-- Stored data entries --

= = = = = = =

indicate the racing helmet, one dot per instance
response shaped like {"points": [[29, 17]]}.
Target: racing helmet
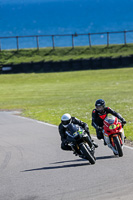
{"points": [[66, 119], [100, 105]]}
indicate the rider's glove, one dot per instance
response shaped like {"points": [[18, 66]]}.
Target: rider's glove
{"points": [[99, 128], [123, 121], [65, 142], [86, 129]]}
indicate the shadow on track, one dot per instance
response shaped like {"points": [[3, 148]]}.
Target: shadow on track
{"points": [[104, 157], [59, 167]]}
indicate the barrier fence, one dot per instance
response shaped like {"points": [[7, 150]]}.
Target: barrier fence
{"points": [[123, 39]]}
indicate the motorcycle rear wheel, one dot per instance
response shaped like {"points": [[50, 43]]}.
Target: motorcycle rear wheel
{"points": [[118, 146], [87, 154]]}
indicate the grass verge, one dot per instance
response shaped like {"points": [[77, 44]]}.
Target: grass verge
{"points": [[48, 96], [65, 53]]}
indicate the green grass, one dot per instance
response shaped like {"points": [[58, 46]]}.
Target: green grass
{"points": [[48, 96], [48, 54]]}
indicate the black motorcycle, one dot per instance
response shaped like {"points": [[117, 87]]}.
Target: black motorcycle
{"points": [[80, 142]]}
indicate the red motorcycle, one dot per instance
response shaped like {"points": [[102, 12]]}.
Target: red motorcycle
{"points": [[114, 135]]}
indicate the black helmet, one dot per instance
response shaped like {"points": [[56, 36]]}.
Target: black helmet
{"points": [[100, 105]]}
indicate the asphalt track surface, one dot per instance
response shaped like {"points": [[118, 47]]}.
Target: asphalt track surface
{"points": [[33, 167]]}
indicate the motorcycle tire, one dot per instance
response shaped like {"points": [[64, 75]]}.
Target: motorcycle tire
{"points": [[118, 146], [87, 153]]}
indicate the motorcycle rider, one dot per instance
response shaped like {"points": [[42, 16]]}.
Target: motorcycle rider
{"points": [[65, 120], [99, 114]]}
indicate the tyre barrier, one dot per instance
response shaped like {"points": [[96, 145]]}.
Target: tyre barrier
{"points": [[71, 65]]}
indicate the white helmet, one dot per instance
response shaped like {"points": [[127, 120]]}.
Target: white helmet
{"points": [[66, 119]]}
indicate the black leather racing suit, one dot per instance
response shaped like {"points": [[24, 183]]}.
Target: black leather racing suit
{"points": [[62, 132], [98, 118]]}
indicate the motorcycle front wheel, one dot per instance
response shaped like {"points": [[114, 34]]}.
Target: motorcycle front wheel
{"points": [[87, 153], [118, 146]]}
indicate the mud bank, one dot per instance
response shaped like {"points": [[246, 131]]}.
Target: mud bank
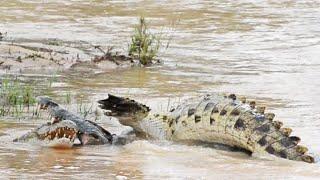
{"points": [[21, 55]]}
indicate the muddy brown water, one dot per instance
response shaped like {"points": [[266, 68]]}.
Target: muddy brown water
{"points": [[266, 50]]}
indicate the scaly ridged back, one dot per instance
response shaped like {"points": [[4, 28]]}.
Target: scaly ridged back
{"points": [[226, 120]]}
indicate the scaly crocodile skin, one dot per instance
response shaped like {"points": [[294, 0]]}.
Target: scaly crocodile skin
{"points": [[216, 118]]}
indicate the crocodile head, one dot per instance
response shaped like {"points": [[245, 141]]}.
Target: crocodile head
{"points": [[46, 102], [61, 133], [128, 111]]}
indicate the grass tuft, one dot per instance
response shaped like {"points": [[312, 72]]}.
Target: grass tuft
{"points": [[144, 45]]}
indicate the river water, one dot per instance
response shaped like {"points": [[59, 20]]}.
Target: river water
{"points": [[265, 50]]}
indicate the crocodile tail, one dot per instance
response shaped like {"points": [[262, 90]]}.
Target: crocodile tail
{"points": [[126, 110], [269, 135]]}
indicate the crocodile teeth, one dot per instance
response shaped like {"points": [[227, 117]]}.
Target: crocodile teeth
{"points": [[252, 104], [261, 109], [286, 131], [242, 99], [301, 149]]}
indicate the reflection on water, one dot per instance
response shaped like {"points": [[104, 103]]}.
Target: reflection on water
{"points": [[262, 49]]}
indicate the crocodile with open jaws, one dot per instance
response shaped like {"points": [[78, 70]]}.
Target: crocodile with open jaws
{"points": [[67, 127], [213, 118]]}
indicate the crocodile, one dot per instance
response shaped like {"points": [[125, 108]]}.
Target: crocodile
{"points": [[213, 118], [60, 133], [66, 124]]}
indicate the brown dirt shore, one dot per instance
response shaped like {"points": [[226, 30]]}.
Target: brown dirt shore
{"points": [[20, 56]]}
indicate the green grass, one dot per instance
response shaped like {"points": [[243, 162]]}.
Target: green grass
{"points": [[144, 45], [15, 97]]}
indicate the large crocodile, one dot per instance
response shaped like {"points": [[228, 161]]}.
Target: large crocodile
{"points": [[215, 118], [72, 126]]}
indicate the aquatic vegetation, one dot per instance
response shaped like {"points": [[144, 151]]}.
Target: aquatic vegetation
{"points": [[16, 97], [2, 35], [144, 44]]}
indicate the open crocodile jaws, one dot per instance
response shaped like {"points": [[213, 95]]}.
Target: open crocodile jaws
{"points": [[61, 133], [88, 131], [213, 118]]}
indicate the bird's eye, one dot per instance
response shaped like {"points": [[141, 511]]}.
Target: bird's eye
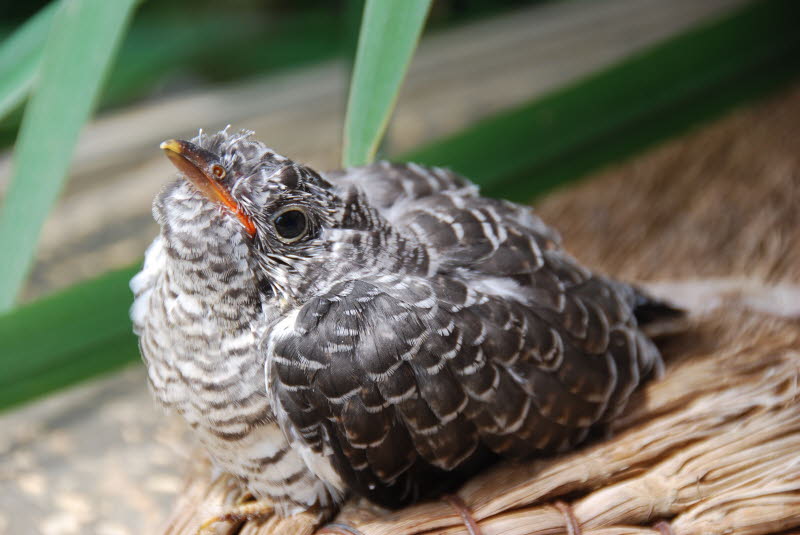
{"points": [[291, 224], [218, 171]]}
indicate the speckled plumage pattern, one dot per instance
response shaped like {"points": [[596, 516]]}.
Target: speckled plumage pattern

= = = = = = =

-- Exercise instructions --
Show each line in the data where the string "speckled" appears.

-- Output for this exercise --
indicate the speckled plumage pattern, one dot per instance
Target: speckled plumage pattern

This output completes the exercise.